◆ **WHAT THE EXERCISE ASKS**
Please print the full listing below word for word, keeping every line in its original order.

%%

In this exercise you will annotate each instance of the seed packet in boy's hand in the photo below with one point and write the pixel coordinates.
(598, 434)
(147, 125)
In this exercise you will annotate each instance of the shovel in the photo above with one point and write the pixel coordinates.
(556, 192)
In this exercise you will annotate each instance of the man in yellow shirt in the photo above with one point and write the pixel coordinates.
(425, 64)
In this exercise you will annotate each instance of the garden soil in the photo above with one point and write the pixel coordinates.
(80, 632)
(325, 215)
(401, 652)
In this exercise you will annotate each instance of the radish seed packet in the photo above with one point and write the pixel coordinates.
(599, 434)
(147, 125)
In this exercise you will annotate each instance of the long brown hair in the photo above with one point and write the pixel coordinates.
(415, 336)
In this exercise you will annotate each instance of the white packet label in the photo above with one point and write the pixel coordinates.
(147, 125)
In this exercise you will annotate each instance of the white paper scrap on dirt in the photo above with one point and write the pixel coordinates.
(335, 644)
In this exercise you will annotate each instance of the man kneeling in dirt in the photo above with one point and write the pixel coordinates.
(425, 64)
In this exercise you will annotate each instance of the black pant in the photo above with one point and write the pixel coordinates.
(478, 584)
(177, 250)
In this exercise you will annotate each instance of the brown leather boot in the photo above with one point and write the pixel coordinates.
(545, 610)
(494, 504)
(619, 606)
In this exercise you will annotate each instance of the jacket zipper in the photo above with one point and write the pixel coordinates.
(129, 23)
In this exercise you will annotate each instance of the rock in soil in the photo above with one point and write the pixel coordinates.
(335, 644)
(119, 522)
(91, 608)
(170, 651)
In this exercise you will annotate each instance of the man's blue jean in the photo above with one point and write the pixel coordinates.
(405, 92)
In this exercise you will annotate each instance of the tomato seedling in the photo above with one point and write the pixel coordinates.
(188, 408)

%%

◆ **EXERCISE OUTPUT**
In this exercise you will annotate each instance of the seed packet in boy's hand in the photo below with one point and write the pixel coordinates.
(598, 434)
(147, 125)
In this exercise you will annotate each instance of the shovel in the photo above with one point and write the pixel coordinates.
(556, 192)
In this exercise you will annotate each instance of the man in yellow shirt in the photo above with one point and write the pixel coordinates.
(425, 64)
In this exercise you will annotate each instance of the garden soil in the photo above with one point and write the pixel coordinates.
(80, 632)
(325, 215)
(401, 652)
In this exercise you will annotate each instance of the radish seed packet in the photo above with one point and write the pixel coordinates.
(599, 434)
(147, 125)
In this exercise you will annotate each instance of the long brown hair in the photo above with one point and write the pixel coordinates.
(415, 336)
In this exercise you will annotate each instance of the white packet label in the photo above with one point and write the pixel coordinates.
(147, 125)
In this exercise you will annotate each instance of the white paper scrap on dirt in the photo above with one point and write the pixel coordinates.
(335, 644)
In this exercise you will annotate each instance of the man kneeling in dirt in the photo above with one point and write the pixel coordinates.
(425, 64)
In this exercise you will annotate each instance of the black pant in the photo above with one point and write the pixel coordinates.
(478, 584)
(177, 250)
In this exercise you will annotate each instance of the brown leather boot in the photo above with one point and write the pixel coordinates.
(545, 610)
(494, 504)
(619, 606)
In this exercise you will annotate each instance of the jacket zipper in the photo above with one point and write the pixel coordinates.
(129, 23)
In this exercise you will annotate each instance of the rock in soil in the photo above with one point and write the pixel coordinates.
(335, 644)
(119, 522)
(91, 608)
(170, 651)
In this exercise you will annotate each instance of the man's blue jean in the photo above with one point and write the pixel coordinates.
(405, 92)
In this exercise you will annotate each instance of the tomato seedling in the photo above with one point and write the pixel coordinates.
(188, 408)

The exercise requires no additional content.